With the line containing "Rapid-fire round! Name the bounding box of the concrete" as the first line and the last line of the records as the final one, reproduce that range exactly.

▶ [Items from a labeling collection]
>>>

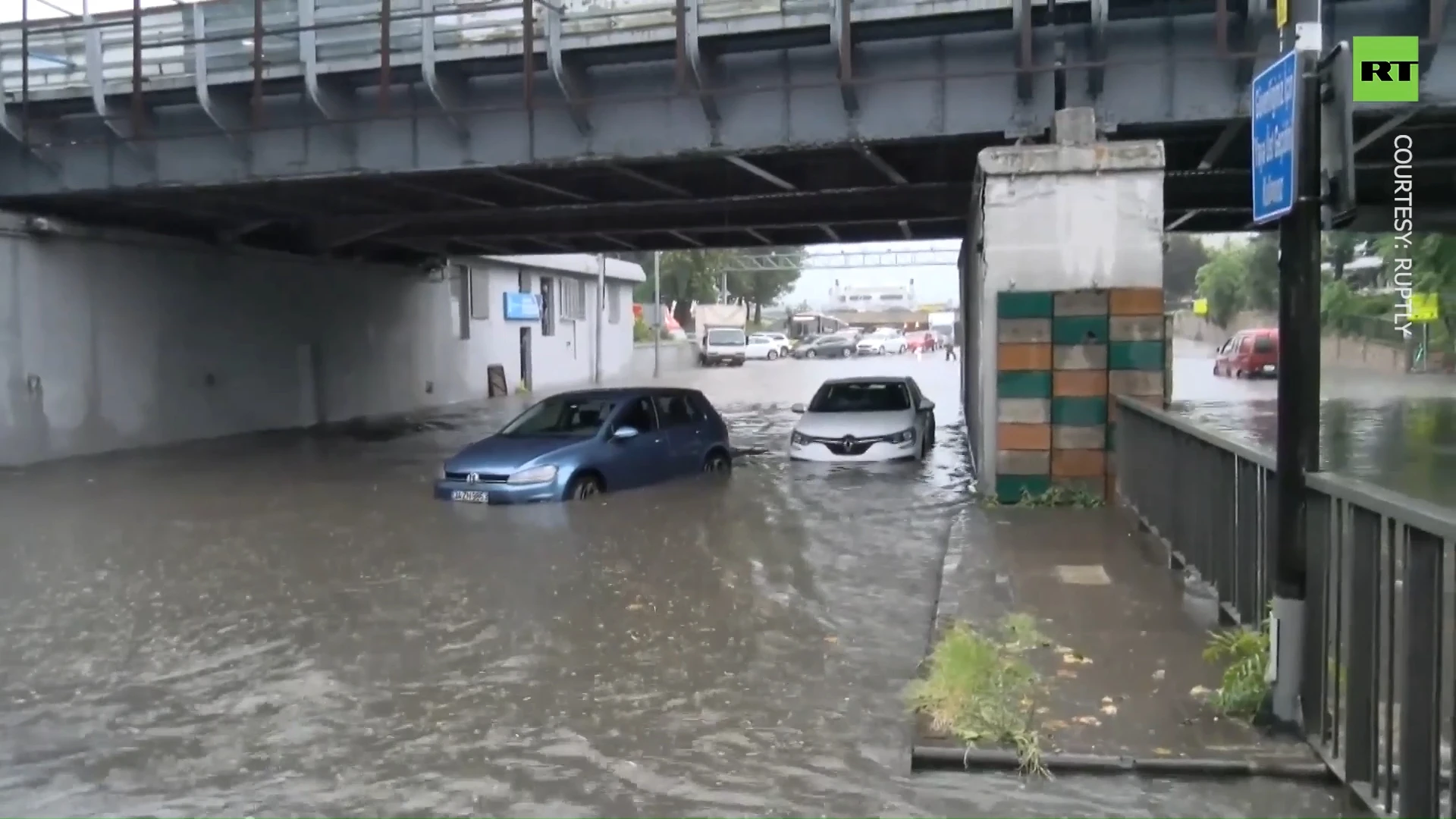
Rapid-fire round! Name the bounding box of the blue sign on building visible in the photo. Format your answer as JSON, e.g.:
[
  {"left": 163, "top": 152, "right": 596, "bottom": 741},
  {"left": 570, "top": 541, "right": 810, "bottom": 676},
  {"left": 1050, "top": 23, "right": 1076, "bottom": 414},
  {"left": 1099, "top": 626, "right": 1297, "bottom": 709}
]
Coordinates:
[
  {"left": 1249, "top": 51, "right": 1299, "bottom": 224},
  {"left": 504, "top": 293, "right": 541, "bottom": 322}
]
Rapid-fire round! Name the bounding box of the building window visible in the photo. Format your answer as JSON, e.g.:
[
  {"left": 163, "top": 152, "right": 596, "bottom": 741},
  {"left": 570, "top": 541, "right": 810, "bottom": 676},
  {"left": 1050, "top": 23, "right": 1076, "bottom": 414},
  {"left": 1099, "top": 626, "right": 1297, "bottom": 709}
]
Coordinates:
[
  {"left": 560, "top": 278, "right": 587, "bottom": 321},
  {"left": 541, "top": 275, "right": 556, "bottom": 335},
  {"left": 470, "top": 268, "right": 491, "bottom": 319}
]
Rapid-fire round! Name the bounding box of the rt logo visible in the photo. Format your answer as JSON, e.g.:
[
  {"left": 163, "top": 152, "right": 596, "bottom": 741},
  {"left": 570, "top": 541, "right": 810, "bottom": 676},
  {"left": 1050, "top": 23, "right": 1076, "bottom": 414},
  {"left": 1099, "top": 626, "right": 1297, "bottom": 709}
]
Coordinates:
[{"left": 1351, "top": 36, "right": 1421, "bottom": 102}]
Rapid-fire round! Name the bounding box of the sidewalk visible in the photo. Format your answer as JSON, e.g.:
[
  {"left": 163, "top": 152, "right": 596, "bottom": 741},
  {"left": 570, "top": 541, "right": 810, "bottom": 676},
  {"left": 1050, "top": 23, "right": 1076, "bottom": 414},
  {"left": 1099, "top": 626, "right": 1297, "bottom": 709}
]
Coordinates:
[{"left": 918, "top": 507, "right": 1315, "bottom": 762}]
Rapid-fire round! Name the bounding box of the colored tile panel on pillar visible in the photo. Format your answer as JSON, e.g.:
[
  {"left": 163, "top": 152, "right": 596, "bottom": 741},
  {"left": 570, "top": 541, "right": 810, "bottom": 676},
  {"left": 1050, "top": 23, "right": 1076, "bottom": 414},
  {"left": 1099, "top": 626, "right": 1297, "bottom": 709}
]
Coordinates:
[
  {"left": 1051, "top": 395, "right": 1106, "bottom": 427},
  {"left": 1108, "top": 287, "right": 1163, "bottom": 316},
  {"left": 996, "top": 474, "right": 1051, "bottom": 503},
  {"left": 996, "top": 370, "right": 1051, "bottom": 398},
  {"left": 996, "top": 290, "right": 1051, "bottom": 319},
  {"left": 1106, "top": 341, "right": 1165, "bottom": 373}
]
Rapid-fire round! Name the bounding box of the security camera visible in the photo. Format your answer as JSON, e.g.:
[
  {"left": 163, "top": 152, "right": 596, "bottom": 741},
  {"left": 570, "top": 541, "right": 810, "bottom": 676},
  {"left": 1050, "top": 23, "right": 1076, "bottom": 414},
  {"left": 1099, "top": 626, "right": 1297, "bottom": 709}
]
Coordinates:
[{"left": 25, "top": 215, "right": 61, "bottom": 236}]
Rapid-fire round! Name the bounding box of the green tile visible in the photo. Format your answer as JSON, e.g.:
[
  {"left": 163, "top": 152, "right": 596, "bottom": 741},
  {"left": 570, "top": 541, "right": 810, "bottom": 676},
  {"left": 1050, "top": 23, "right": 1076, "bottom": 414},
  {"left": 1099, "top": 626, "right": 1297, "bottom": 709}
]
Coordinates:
[
  {"left": 1051, "top": 398, "right": 1106, "bottom": 427},
  {"left": 996, "top": 290, "right": 1051, "bottom": 319},
  {"left": 1106, "top": 341, "right": 1163, "bottom": 370},
  {"left": 1051, "top": 316, "right": 1106, "bottom": 344},
  {"left": 996, "top": 370, "right": 1051, "bottom": 398},
  {"left": 996, "top": 475, "right": 1051, "bottom": 503}
]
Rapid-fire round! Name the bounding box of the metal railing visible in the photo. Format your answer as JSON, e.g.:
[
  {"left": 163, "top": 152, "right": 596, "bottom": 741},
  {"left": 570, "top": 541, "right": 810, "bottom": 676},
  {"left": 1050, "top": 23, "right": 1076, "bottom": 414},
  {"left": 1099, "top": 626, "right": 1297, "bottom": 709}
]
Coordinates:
[{"left": 1116, "top": 398, "right": 1456, "bottom": 817}]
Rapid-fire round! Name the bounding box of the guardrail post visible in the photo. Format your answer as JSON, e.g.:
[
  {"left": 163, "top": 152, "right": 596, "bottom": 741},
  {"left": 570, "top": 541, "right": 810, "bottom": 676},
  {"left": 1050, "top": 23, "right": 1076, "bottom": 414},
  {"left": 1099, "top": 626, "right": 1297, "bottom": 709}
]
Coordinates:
[{"left": 1399, "top": 526, "right": 1446, "bottom": 816}]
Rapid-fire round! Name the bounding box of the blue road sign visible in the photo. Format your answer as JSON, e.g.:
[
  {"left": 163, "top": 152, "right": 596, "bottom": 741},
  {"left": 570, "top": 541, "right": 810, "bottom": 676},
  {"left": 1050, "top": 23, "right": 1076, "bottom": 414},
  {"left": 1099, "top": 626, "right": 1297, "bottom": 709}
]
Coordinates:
[{"left": 1249, "top": 51, "right": 1299, "bottom": 224}]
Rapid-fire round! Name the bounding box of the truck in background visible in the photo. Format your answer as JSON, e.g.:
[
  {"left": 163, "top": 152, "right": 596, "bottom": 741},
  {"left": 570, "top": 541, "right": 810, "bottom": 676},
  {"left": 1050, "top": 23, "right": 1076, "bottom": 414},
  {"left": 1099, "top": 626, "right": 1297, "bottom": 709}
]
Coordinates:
[{"left": 693, "top": 305, "right": 748, "bottom": 367}]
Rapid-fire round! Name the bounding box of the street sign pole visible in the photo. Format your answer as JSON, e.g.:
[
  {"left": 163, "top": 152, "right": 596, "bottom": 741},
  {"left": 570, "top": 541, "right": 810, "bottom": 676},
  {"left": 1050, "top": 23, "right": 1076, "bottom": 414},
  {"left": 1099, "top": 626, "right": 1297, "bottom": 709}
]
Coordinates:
[{"left": 1250, "top": 0, "right": 1323, "bottom": 730}]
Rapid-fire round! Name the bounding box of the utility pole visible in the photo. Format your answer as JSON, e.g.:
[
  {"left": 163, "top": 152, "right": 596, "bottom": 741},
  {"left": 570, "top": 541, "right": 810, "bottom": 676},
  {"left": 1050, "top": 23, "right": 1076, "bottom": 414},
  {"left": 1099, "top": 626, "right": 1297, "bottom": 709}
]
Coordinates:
[
  {"left": 592, "top": 253, "right": 607, "bottom": 383},
  {"left": 1269, "top": 0, "right": 1325, "bottom": 729},
  {"left": 652, "top": 251, "right": 667, "bottom": 378}
]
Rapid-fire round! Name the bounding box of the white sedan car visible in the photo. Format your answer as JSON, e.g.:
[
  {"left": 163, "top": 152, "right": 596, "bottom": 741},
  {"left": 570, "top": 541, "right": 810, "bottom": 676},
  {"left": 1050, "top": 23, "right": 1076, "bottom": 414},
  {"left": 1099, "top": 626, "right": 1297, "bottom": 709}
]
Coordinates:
[
  {"left": 789, "top": 376, "right": 935, "bottom": 463},
  {"left": 745, "top": 332, "right": 783, "bottom": 362},
  {"left": 855, "top": 331, "right": 910, "bottom": 356}
]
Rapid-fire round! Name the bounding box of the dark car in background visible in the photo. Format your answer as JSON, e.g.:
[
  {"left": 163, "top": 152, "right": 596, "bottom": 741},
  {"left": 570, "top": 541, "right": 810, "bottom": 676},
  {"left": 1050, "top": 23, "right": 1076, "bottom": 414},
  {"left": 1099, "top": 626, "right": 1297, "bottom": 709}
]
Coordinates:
[
  {"left": 435, "top": 388, "right": 733, "bottom": 504},
  {"left": 793, "top": 335, "right": 855, "bottom": 359}
]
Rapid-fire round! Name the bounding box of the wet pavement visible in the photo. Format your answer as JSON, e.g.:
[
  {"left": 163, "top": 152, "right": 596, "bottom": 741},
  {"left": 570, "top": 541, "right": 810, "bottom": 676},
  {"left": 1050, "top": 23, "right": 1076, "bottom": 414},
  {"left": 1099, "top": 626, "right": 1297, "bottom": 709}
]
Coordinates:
[
  {"left": 1174, "top": 334, "right": 1456, "bottom": 507},
  {"left": 0, "top": 357, "right": 1363, "bottom": 816}
]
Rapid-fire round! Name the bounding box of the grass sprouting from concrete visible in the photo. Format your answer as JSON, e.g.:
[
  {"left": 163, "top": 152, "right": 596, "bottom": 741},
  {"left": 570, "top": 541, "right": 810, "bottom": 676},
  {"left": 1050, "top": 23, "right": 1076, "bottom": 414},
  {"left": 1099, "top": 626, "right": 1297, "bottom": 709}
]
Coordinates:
[
  {"left": 907, "top": 613, "right": 1046, "bottom": 775},
  {"left": 981, "top": 487, "right": 1106, "bottom": 509}
]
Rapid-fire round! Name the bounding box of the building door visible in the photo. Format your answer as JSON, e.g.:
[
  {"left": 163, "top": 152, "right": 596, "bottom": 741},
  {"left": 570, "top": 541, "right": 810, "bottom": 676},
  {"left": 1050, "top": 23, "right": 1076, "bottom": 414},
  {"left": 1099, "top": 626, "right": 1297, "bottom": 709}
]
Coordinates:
[{"left": 521, "top": 326, "right": 532, "bottom": 389}]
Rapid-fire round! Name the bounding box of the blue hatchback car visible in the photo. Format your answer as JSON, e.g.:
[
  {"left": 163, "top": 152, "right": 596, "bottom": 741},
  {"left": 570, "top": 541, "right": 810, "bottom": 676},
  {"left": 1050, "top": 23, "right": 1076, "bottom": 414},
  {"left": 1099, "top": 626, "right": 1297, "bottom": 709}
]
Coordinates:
[{"left": 435, "top": 388, "right": 733, "bottom": 504}]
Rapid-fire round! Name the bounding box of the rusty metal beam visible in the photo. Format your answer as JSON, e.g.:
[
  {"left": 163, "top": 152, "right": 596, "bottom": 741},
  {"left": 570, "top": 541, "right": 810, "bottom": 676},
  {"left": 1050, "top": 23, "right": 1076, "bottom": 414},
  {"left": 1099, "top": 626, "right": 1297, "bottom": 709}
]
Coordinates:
[
  {"left": 419, "top": 0, "right": 470, "bottom": 141},
  {"left": 546, "top": 6, "right": 592, "bottom": 137},
  {"left": 828, "top": 0, "right": 859, "bottom": 117},
  {"left": 486, "top": 171, "right": 592, "bottom": 202},
  {"left": 855, "top": 143, "right": 907, "bottom": 185},
  {"left": 723, "top": 156, "right": 799, "bottom": 191},
  {"left": 677, "top": 0, "right": 722, "bottom": 131},
  {"left": 607, "top": 165, "right": 693, "bottom": 199}
]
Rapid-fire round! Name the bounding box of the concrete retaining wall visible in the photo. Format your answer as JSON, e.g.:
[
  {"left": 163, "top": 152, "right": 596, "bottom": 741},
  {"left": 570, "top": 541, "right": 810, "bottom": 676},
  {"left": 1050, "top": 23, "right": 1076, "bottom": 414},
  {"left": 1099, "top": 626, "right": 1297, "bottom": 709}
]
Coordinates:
[
  {"left": 1174, "top": 310, "right": 1407, "bottom": 373},
  {"left": 0, "top": 213, "right": 637, "bottom": 465}
]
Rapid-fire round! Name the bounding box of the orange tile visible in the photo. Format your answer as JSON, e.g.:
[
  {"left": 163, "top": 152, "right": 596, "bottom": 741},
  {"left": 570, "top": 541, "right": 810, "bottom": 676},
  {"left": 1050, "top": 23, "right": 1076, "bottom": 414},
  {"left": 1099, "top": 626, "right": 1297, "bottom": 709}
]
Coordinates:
[
  {"left": 1109, "top": 287, "right": 1163, "bottom": 316},
  {"left": 1051, "top": 449, "right": 1106, "bottom": 478},
  {"left": 996, "top": 424, "right": 1051, "bottom": 449},
  {"left": 996, "top": 344, "right": 1051, "bottom": 370},
  {"left": 1051, "top": 475, "right": 1112, "bottom": 500},
  {"left": 1051, "top": 370, "right": 1106, "bottom": 398}
]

<<<

▶ [The response]
Rapid-fire round! Name the bounding box of the concrete retaining wall visible in the photo. Format your answer as JSON, e.g.:
[
  {"left": 163, "top": 152, "right": 596, "bottom": 741},
  {"left": 570, "top": 541, "right": 810, "bottom": 676},
  {"left": 1050, "top": 23, "right": 1076, "bottom": 414},
  {"left": 1099, "top": 626, "right": 1297, "bottom": 709}
]
Coordinates:
[
  {"left": 1174, "top": 310, "right": 1407, "bottom": 373},
  {"left": 0, "top": 213, "right": 637, "bottom": 465}
]
Rapid-fire round! Name the bounding box of the orange tile visible in the photo. Format your answer as JSON, e.g.:
[
  {"left": 163, "top": 152, "right": 596, "bottom": 741},
  {"left": 570, "top": 541, "right": 810, "bottom": 676},
  {"left": 1050, "top": 23, "right": 1076, "bottom": 414},
  {"left": 1099, "top": 626, "right": 1297, "bottom": 709}
]
Coordinates:
[
  {"left": 1109, "top": 287, "right": 1163, "bottom": 316},
  {"left": 1051, "top": 449, "right": 1106, "bottom": 478},
  {"left": 996, "top": 424, "right": 1051, "bottom": 449},
  {"left": 996, "top": 344, "right": 1051, "bottom": 370},
  {"left": 1051, "top": 475, "right": 1112, "bottom": 500},
  {"left": 1051, "top": 370, "right": 1106, "bottom": 398}
]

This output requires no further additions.